Work to complete -
**A.** Answer these questions from the Seanad debate speech, one per line:
(i) How much money does the speech say Goldman Sachs got out of the Greek people?
(ii) Under what legal provision was the Tibetan woman with the "Free Tibet" placard arrested?
(iii) Where was an Irishwoman denied the right to protest?
**B.** Continue the Seanad debate speech after its last sentence.

Document segment -

Start of Block

Seanad debates

Tuesday, 21 February 2012

2:30 pm

Photo of David NorrisDavid Norris (Independent)

First, I congratulate the Taoiseach on his knowledge of geography. He has apparently discovered that Greece is not Ireland and that Ireland is not Greece and he is quite right. Ireland did not build the Acropolis, the Parthenon, start the Olympic Games, invent geometry, give us the art of philosophy and I dare to mention Plato and Socrates, despite the fact that some insects from Mr. Murdoch's grub street might take me to task for that. The Greeks are Europeans and we need to stand in solidarity with them and to fight those institutions that corrupted them or helped them to corrupt themselves. I think of the obscene collaboration of Goldman Sachs in cooking the books for which it got $600 million out of the Greek people. We need to stand in solidarity with them.

In the light of what is going on here I ask my friends in government how will they look the ghost of James Connolly in the eye in 2016 when people are being denied palliative treatment for cancer and drugs that would save their lives. That is the kind of question that need to be asked. Questions did need to be asked of Vice President Jinping. Of course he should be welcomed and it was appropriate to treat him courteously because China is a great and ancient nation. I heard Professor Jerusha McCormack explain the difference in its approach to human rights in a most fascinating way. They consider it more important to serve the people rather than the individual but we put the rights on the individual. There must be some coming together of these things. We have betrayed our people all across Europe. We have neglected the fact that there is an onus and primary responsibility, or a duty of care, on every government to its people. I was ashamed, as an Irishman, that a single Tibetan was arrested because she had one little placard that read "Free Tibet". She was arrested under section 7 of the Criminal Justice Act that states one cannot have any poster that is "offensive, obscene or abusive". What is offensive, abusive or obscene about freedom? I do not understand the arrest. An Irishwoman at the Cliffs of Moher, again a single individual, was denied the right to protest.

End of Block

Information supplied -
Start of Block

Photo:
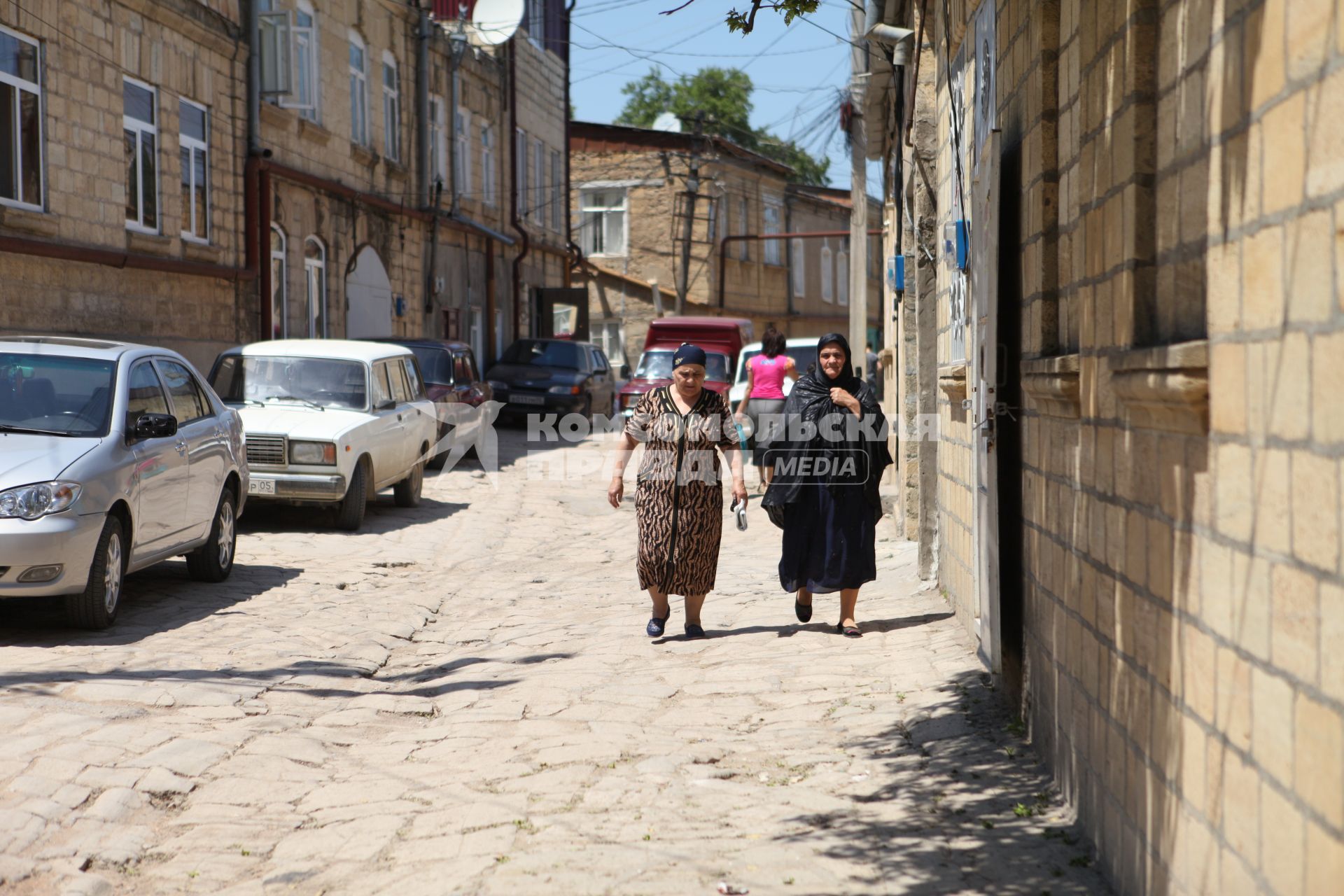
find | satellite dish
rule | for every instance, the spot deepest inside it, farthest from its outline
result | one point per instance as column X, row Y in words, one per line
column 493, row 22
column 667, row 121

End of Block
Start of Block

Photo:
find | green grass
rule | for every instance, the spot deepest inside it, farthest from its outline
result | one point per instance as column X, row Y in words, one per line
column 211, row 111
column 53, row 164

End of Block

Your written answers -
**A.**
(i) $600 million
(ii) Section 7 of the Criminal Justice Act
(iii) At the Cliffs of Moher

**B.**
I applaud Mr. Kenny's pursuit of trade but he should remember that it was Greece that gave us one other great benefit, democracy. Yes, Greece had the courage to say no to Xerxes. My distinguished college professor, Professor John Dillon, wrote an article in the Sunday Independent stating that when the Greeks said "No" over 2,000 years ago to the bully Xerxes and half the states gave in, Athens and Sparta refused. They defeated an overwhelmingly larger navy at the battle of Salamis. They defeated Xerxes's army on land at Plataea.